Give the number of lines in the records below that include "overcast", and nothing more.

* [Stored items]
========
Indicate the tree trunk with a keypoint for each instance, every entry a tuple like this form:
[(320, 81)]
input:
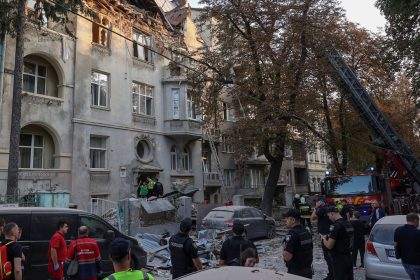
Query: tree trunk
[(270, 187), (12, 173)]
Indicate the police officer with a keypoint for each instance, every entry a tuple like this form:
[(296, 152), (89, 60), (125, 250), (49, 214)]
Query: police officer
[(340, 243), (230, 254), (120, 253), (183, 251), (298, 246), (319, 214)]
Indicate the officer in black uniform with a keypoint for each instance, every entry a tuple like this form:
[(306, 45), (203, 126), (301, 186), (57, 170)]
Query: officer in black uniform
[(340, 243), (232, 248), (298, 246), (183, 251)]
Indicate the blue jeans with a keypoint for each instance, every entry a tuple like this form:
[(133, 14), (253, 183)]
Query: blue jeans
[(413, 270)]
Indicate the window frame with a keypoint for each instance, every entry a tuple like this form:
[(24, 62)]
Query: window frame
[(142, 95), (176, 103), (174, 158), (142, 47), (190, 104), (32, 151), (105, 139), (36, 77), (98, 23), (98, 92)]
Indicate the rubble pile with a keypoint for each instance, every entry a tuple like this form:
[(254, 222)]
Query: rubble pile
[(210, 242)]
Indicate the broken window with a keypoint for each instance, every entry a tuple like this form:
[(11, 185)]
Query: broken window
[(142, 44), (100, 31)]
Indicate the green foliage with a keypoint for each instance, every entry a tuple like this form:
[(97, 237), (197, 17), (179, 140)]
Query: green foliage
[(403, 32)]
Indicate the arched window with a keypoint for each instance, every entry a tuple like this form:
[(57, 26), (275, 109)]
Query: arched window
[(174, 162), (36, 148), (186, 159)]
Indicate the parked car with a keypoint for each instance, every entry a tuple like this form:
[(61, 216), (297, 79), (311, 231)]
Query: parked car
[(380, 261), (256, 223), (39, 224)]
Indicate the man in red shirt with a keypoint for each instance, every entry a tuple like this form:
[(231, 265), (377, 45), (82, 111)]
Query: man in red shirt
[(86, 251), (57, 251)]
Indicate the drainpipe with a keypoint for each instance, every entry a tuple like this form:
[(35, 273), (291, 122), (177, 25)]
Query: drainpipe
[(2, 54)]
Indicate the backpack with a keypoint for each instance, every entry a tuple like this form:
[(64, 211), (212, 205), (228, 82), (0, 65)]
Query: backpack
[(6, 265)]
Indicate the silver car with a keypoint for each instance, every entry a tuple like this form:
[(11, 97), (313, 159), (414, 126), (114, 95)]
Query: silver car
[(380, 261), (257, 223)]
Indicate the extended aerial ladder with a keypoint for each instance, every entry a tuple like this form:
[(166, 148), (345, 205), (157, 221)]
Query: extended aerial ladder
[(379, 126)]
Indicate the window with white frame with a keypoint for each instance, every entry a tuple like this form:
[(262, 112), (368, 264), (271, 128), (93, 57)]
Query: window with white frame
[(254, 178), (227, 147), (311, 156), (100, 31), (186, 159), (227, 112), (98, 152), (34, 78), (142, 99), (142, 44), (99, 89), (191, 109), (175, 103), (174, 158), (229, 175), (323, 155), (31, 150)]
========
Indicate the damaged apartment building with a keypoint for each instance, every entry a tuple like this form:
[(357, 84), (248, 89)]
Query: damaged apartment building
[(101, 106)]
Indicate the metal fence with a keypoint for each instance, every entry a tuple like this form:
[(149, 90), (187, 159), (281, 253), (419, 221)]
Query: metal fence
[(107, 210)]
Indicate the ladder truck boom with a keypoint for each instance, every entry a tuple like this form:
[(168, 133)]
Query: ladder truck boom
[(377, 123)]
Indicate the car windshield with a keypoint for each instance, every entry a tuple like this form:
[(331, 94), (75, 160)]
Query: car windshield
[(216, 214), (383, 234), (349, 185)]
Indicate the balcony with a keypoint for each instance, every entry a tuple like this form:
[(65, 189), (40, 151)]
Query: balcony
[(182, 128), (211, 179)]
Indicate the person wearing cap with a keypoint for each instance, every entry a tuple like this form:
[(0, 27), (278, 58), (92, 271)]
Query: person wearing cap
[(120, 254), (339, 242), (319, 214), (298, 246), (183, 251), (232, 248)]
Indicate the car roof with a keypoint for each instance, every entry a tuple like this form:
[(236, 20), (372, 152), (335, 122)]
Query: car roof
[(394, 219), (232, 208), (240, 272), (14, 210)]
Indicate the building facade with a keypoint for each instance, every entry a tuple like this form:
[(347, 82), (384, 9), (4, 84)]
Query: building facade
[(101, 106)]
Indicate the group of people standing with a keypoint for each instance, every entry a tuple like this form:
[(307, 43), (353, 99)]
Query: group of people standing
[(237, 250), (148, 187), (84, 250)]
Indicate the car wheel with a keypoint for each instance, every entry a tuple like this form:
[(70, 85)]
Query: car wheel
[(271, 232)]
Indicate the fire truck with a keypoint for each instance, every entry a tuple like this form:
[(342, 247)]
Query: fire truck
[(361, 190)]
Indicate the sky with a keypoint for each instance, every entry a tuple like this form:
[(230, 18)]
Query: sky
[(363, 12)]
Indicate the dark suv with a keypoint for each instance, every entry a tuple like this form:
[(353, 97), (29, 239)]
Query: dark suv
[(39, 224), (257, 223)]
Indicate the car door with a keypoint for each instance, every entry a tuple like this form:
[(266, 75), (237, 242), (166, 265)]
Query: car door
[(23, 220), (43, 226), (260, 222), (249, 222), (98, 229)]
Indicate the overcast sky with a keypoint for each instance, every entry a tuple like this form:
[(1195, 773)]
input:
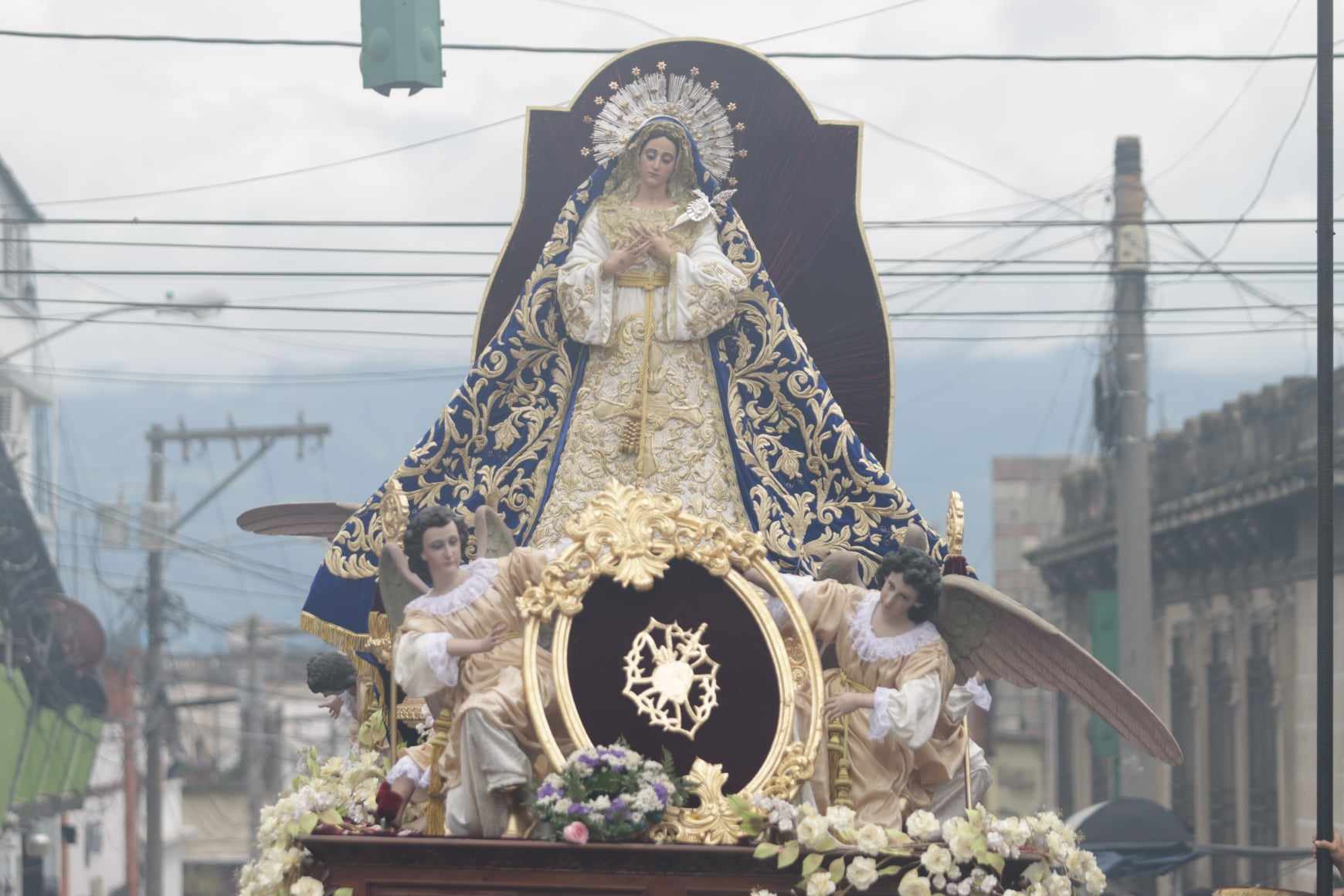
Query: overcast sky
========
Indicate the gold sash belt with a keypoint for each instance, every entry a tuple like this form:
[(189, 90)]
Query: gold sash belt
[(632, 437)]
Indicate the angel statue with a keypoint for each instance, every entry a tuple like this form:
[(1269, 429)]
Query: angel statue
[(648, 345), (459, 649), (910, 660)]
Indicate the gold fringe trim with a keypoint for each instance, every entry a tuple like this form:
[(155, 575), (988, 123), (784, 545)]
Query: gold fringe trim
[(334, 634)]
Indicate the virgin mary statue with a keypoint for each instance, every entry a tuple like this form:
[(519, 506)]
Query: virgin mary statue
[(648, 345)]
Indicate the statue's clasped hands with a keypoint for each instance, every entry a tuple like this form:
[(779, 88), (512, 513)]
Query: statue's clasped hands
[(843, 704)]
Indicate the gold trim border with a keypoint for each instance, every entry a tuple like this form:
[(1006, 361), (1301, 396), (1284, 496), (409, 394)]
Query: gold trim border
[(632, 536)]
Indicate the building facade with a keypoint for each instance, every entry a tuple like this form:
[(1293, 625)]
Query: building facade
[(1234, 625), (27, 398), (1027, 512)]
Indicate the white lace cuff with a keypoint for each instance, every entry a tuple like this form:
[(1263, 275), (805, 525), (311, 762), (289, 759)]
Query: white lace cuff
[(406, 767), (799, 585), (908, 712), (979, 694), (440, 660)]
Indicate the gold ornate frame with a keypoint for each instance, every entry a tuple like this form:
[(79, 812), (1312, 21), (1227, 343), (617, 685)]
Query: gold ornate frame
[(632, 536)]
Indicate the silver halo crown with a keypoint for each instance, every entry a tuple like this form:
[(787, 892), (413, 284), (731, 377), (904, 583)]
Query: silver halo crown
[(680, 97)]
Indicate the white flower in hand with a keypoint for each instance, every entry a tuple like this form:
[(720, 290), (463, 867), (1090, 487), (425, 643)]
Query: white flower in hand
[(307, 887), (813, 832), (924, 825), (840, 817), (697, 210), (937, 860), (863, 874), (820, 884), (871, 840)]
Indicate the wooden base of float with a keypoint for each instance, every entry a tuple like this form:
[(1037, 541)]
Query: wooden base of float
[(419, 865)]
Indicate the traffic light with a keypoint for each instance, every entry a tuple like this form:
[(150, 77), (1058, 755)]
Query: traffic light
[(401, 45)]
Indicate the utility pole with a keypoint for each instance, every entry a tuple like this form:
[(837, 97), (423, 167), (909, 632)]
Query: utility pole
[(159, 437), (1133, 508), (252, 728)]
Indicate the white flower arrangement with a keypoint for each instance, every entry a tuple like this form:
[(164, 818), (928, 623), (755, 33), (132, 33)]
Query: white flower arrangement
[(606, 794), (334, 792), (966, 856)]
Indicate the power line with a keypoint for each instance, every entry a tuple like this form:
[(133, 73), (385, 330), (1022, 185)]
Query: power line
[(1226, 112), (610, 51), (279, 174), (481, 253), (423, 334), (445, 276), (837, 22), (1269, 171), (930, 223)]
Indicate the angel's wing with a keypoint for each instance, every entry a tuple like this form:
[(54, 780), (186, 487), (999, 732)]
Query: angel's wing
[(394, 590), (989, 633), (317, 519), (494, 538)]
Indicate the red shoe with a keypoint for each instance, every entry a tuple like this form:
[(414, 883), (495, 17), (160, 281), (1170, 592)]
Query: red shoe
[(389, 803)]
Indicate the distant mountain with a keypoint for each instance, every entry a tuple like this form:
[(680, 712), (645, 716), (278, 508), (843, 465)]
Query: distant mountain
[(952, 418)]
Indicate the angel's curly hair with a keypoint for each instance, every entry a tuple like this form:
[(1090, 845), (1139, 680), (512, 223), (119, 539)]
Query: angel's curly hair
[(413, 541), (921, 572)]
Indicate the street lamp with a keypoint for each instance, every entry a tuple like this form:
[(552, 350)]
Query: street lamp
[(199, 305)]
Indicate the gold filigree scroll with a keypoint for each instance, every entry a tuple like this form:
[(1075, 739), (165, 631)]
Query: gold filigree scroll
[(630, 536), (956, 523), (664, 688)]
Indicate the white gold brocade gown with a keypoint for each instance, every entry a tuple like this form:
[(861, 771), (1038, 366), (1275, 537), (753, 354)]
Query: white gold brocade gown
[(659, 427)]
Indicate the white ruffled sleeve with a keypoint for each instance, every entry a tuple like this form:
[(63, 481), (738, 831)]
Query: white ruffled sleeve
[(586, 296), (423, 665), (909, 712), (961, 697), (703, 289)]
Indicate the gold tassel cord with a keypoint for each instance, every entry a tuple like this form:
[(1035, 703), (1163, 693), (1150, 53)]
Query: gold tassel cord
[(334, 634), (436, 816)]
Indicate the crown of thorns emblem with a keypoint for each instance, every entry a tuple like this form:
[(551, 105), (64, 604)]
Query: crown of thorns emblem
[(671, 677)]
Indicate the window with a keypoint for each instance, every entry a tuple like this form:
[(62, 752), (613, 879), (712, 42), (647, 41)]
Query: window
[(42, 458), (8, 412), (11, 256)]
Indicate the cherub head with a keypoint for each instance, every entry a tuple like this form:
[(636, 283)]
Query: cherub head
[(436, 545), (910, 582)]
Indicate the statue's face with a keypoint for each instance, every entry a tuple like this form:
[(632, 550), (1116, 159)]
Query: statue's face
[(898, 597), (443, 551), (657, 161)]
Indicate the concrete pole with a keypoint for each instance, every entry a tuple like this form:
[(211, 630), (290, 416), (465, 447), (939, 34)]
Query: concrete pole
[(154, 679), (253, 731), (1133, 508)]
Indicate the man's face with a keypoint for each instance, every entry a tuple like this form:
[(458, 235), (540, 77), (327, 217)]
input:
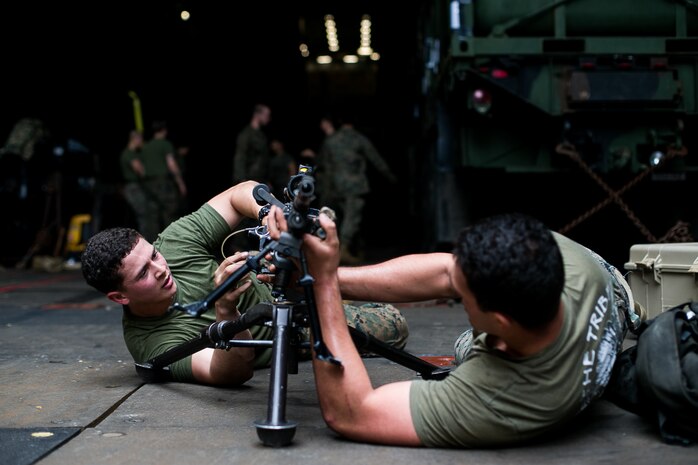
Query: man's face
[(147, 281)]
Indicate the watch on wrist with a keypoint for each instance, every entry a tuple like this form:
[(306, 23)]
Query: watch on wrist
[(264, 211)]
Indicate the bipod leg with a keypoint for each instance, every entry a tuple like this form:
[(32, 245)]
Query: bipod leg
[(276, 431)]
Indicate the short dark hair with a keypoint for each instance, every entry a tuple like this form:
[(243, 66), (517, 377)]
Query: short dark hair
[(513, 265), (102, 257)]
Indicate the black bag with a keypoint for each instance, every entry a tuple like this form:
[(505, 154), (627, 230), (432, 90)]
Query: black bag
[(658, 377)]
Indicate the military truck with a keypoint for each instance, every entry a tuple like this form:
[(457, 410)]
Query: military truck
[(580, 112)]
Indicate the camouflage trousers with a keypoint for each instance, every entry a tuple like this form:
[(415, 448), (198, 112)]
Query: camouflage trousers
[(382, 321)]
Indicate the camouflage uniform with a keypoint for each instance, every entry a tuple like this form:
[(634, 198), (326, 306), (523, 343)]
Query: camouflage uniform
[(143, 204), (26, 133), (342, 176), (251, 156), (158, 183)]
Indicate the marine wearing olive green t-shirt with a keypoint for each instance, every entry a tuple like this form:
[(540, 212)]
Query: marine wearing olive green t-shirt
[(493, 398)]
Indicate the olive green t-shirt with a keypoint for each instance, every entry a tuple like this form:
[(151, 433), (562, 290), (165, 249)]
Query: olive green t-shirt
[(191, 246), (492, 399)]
========
* [SOLVED EXERCISE] 2